PAGE TEXT>
ACME Communications was a U.S.-based broadcasting company that was involved in operations of television stations and programming from the late 1990s to the year of 2013.

Company profile 
ACME Communications was co-founded by Chairman and original CEO Jamie Kellner, who previously served as a Fox Television Network executive and was founding CEO of The WB Television Network. Kellner used the name ACME as a play on the fictional Acme Corporation featured in Warner Bros' Wile E. Coyote and Road Runner animated film series and other Looney Tunes media. In 2000, ACME Communications and Paramount Stations Group made a joint partnership. ACME will air UPN programs on WB affiliates, while WB programs appear on UPN's Columbus and Providence markets.

The ownership portfolio of ACME Communications included television stations generally located in medium-sized U.S. media markets, all of which ACME obtained through acquisitions (save for one station in Knoxville that the company built from the ground up). All but one of ACME's stations were affiliated with The WB or converted to WB affiliation at purchase, likely playing on Kellner's previous relationship with that network. The ACME WB stations were among the first to line up affiliations with The CW Television Network when The WB and UPN amalgamated in 2006;. ACME's station portfolio reached a peak of 11 stations in the early 2000s, at which time ACME also ventured into program production with the 2002 launch of The Daily Buzz, a syndicated daily morning news and information program that reached 180 markets at one point.

INSTRUCTION>
Mark each statement as agreeing with the ACME Communications text (yes) or not (no), and quote the deciding words from the text. 1. ACME built every one of its television stations itself. 2. The Daily Buzz launched in 2002. 3. Jamie Kellner was the founding CEO of The WB Television Network.

DATA SECTION>

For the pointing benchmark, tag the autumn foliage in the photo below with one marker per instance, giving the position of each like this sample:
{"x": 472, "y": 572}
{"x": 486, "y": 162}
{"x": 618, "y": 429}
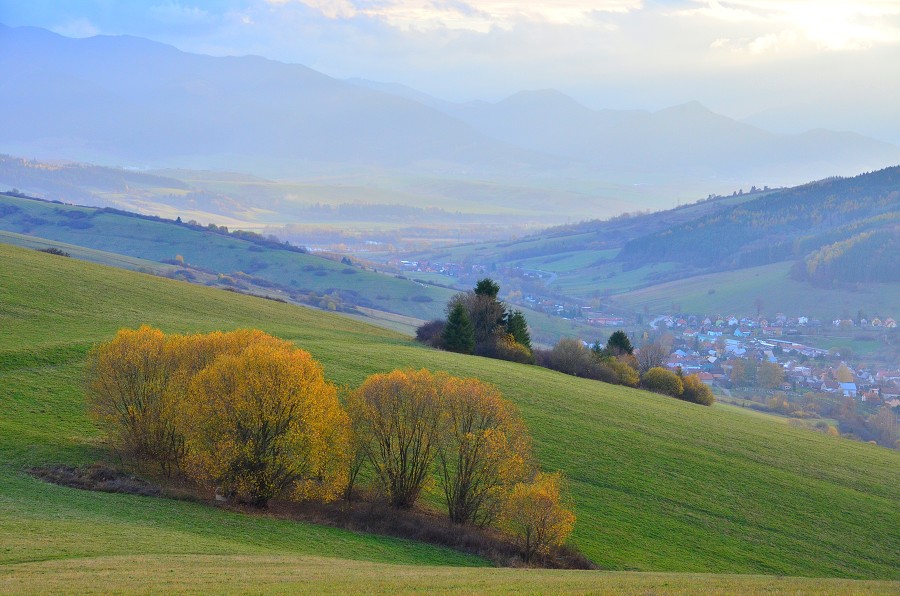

EXERCISE RESPONSE>
1. No: "all of which ACME obtained through acquisitions (save for one station in Knoxville that the company built from the ground up)"
2. Yes: "the 2002 launch of The Daily Buzz"
3. Yes: "was founding CEO of The WB Television Network"